• _EXERCISE GOAL_: In the records that come next, find every line with "below". Return those lines.

··· RECORD EXCERPTS ···

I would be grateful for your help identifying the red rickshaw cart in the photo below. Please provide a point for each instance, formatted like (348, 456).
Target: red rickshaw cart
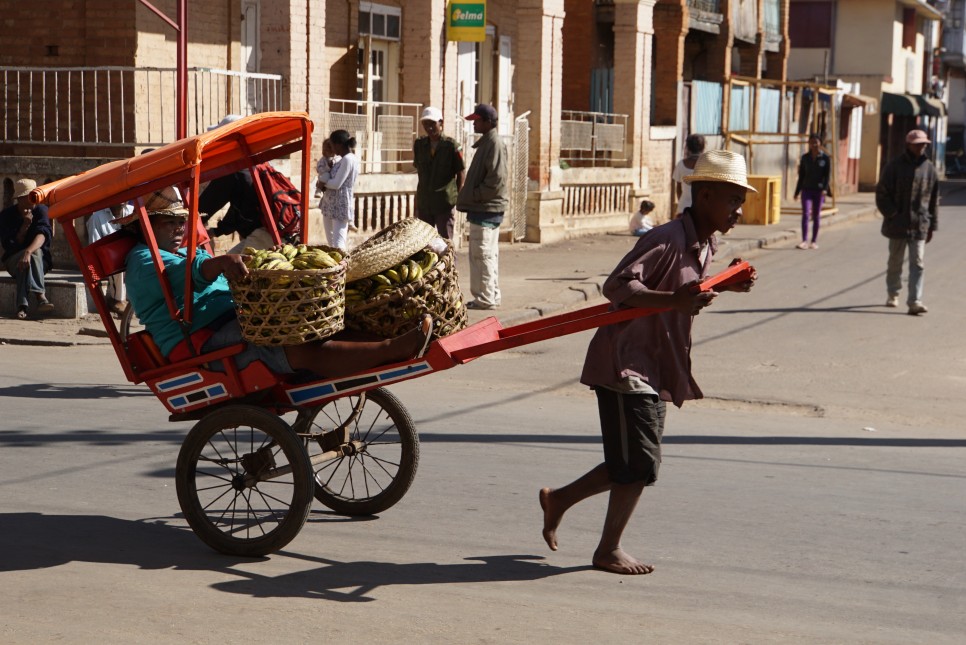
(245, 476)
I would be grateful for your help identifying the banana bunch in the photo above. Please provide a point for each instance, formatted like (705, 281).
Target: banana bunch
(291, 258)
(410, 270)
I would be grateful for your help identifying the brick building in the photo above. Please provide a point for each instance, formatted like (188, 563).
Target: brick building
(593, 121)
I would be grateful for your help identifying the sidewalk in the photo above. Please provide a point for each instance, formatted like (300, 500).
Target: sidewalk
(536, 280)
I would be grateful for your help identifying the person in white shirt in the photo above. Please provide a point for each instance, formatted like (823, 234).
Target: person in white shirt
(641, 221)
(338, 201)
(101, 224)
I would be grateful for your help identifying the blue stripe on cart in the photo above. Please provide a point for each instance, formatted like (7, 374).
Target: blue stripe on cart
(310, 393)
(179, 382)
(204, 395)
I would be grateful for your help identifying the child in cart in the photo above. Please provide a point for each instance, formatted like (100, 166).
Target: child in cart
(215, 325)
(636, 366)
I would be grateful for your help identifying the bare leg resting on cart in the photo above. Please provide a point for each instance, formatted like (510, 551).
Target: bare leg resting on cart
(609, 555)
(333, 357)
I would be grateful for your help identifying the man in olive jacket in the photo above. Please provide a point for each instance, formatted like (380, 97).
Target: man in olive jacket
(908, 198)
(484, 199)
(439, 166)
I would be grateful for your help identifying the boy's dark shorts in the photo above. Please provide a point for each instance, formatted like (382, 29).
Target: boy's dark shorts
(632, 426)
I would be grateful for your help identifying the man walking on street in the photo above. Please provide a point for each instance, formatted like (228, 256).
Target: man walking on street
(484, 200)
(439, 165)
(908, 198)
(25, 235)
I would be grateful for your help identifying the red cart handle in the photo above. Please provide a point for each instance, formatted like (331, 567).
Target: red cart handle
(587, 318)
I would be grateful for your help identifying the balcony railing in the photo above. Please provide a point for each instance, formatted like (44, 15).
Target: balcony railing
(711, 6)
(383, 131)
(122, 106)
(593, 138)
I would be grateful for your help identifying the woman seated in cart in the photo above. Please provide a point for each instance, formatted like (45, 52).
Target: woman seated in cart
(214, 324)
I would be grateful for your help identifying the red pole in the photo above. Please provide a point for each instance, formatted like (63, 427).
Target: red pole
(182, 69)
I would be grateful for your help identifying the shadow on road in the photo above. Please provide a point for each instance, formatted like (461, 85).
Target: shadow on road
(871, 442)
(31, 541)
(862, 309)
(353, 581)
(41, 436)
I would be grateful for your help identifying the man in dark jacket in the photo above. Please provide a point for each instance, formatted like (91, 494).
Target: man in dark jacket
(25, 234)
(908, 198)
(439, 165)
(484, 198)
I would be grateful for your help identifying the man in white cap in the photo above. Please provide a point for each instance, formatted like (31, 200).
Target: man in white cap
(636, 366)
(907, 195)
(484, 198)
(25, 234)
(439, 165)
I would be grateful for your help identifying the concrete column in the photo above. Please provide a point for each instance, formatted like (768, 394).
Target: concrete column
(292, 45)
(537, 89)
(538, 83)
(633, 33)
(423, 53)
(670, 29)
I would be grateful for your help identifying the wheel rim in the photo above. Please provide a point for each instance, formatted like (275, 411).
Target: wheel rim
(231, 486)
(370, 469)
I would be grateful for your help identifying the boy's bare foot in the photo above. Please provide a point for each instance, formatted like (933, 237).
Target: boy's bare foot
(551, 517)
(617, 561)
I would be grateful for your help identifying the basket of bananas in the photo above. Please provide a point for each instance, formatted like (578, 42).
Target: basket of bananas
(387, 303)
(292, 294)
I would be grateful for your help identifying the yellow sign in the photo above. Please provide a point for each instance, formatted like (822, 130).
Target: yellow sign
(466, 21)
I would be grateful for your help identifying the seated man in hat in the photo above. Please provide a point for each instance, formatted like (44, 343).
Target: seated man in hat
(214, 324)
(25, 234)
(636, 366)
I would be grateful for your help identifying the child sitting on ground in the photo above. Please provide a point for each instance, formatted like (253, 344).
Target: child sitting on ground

···
··· RECORD EXCERPTS ···

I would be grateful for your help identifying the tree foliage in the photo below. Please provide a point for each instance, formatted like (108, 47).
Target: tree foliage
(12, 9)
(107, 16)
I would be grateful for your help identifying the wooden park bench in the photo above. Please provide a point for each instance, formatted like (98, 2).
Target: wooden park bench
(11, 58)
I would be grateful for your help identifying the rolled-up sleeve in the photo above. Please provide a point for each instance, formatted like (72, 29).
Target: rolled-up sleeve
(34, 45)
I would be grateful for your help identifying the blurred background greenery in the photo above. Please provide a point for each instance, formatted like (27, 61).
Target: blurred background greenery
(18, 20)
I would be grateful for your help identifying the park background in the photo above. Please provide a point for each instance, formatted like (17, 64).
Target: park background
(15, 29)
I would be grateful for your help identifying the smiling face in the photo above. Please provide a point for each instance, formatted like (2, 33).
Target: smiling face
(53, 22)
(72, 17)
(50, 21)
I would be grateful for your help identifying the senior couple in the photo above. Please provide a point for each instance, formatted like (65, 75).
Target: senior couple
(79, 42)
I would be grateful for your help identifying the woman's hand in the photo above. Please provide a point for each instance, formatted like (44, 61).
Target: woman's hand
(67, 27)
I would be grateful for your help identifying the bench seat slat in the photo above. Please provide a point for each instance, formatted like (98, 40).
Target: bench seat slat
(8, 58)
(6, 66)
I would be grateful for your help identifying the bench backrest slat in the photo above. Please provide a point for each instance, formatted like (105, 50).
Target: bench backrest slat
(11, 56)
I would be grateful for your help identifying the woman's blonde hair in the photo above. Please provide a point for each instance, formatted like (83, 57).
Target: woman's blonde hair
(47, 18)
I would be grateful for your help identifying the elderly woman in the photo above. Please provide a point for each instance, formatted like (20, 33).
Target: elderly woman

···

• _EXERCISE RESULT_:
I would be grateful for your help identifying the red rickshaw cart in the photo below. Please provide a point for each instance, formatted like (348, 456).
I would be grateful for your help identifying the tree foliage in the photo below. Please provide a point for each instance, formatted like (108, 47).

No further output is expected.